┌─ DOCUMENT TEXT

Thursday, November 20, 2014

Abbott and the ABC: a story of second-order hypocrisy


Abbott has recently broken one of his pre-election promises, that is, that funding to the ABC and SBS would not be cut under his government. It was announced on Wednesday that $254 million will be cut from the budget of the ABC and more than $25 million from SBS. Tony Wright, writing in the Age, has pointed out that this makes Abbott a liar. More than this, it makes him a hypocrite, given the ferocity with which he attacked Julia Gillard for breaking her pre-election promise not to introduce a carbon tax.


None of this comes as a great surprise. For me, it’s hard to get worked up about the fact that Abbott has been shown to be a liar. He is a politician after all, and politics has always involved a delicate relationship with the truth. It's no shock to learn that a politician has broken a pre-election promise.

Martin Jay, an American scholar, goes beyond this form of cynical realism about politics to argue that mendacity is actually a virtue in this domain. He suggests that we’re safer with a politician who expediently changes his story from time to time than one who fanatically insists that his perspective is the truth and nothing but the truth, and uses this to justify violence against those who oppose his views. To be human is a virtue in a politician, and to lie is human.

The charge of hypocrisy is more serious, but as George Orwell pointed out, hypocrisy is only possible in a state in which privacy exists – in which we can do one thing in our private lives, and put on a different face in public. Far worse is a state in which hypocrisy has been eliminated because there is no distinction between private and public any more, or no one can ever alter their position. None of us is entirely consistent and nor should we expect this in our politicians.

However, Abbott is not just an ordinary hypocrite; what is disturbing about him is that he is what David Runciman calls a second-order hypocrite, that is a politician who cynically exploits the public’s familiarity with double standards in politics and takes advantage of its naïve yearning for someone who can rise above it. Second-order hypocrisy involves cynical manipulations of people's desire for a simple version of the Truth, designed to whip up moralistic condemnation of political opponents. Abbott’s campaign against Gillard was a good example of this. Abbott set himself up as the guardian of a pure, truthful standard of political practice against which Gillard fell short: "My aim is to lead a no surprises, no excuses government that says what it means and does what it says." 

Paradoxically, it may have been because Gillard had a reputation as a genuinely and unusually conscientious politician that this smear campaign was so successful. It made it a bit easier to sustain the fiction that our heartfelt trust was really betrayed by her shift on the carbon tax issue. Maybe it’s because few see Abbott in this light that his failure to abide by his own espoused moral principles doesn’t seem such a big issue.

└─

> [ACTIONS TO TAKE]
1. Print the passage of the post on Abbott and the ABC from "Abbott and the" to "a carbon tax.".
2. In the post on Abbott and the ABC, why does Martin Jay regard mendacity as a virtue in politics? Answer in one to three sentences.
3. Go on with the post on Abbott and the ABC from where it stops.

┌─ DATASET EXCERPTS

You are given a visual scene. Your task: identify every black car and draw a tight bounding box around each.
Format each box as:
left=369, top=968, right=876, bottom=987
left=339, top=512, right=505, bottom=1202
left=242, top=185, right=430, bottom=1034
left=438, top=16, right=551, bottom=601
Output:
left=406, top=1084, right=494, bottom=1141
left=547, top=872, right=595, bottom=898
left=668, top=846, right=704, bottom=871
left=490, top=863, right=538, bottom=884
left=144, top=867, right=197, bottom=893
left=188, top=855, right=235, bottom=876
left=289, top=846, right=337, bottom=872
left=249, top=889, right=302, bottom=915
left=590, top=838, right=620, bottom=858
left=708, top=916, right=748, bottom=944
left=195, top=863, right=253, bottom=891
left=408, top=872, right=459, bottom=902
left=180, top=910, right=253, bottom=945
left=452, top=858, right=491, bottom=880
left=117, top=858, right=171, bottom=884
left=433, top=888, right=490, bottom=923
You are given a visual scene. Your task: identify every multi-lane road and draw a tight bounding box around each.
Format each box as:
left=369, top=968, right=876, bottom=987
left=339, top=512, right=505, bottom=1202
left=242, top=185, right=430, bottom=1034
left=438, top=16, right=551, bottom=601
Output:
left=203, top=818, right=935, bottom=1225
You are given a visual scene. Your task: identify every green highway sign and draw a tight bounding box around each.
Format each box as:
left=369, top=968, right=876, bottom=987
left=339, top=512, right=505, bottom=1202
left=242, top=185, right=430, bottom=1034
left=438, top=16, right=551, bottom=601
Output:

└─

> [RESPONSES PER TASK]
1.
Abbott and the ABC: a story of second-order hypocrisy


Abbott has recently broken one of his pre-election promises, that is, that funding to the ABC and SBS would not be cut under his government. It was announced on Wednesday that $254 million will be cut from the budget of the ABC and more than $25 million from SBS. Tony Wright, writing in the Age, has pointed out that this makes Abbott a liar. More than this, it makes him a hypocrite, given the ferocity with which he attacked Julia Gillard for breaking her pre-election promise not to introduce a carbon tax.

2. Jay argues that we are safer with a politician who expediently changes his story from time to time than with one who fanatically insists his perspective is the whole truth and uses that to justify violence against those who oppose him. To lie is human, and being human is a virtue in a politician.

3.
The damage that is done by second-order hypocrites in politics, if they are successful, as Abbott undeniably has been, is that they create a climate in which everyone is on the alert for hypocrisy and lying, while other forms of wickedness are left to flourish. The project of denouncing liars and hypocrites engenders anxiety, since the spectacle of what happens to those who are branded by these accusations makes it seem extremely important to establish one’s credentials as one of the pure, the true believers. This is the kind of atmosphere that created the Terror under Robespierre.

This is not to suggest that commitment to truthfulness leads in the direction of Terror. Rather, it is second-order hypocrisy that can put a society on this track. It is hypocrisy of a particularly powerful kind, masquerading as a commitment to Truth. In some cases, those who use such tactics may convince themselves of the purity of their motives and ideological position, but this is dangerous self-deception.

It is dramatic to compare Abbott to Robespierre; the leaders of the Egyptian government that has imprisoned Australia journalist Peter Greste and others might seem more suitable targets for such a comparison. Fortunately, we are still far from confronting this level of ideological control of the press in Australia.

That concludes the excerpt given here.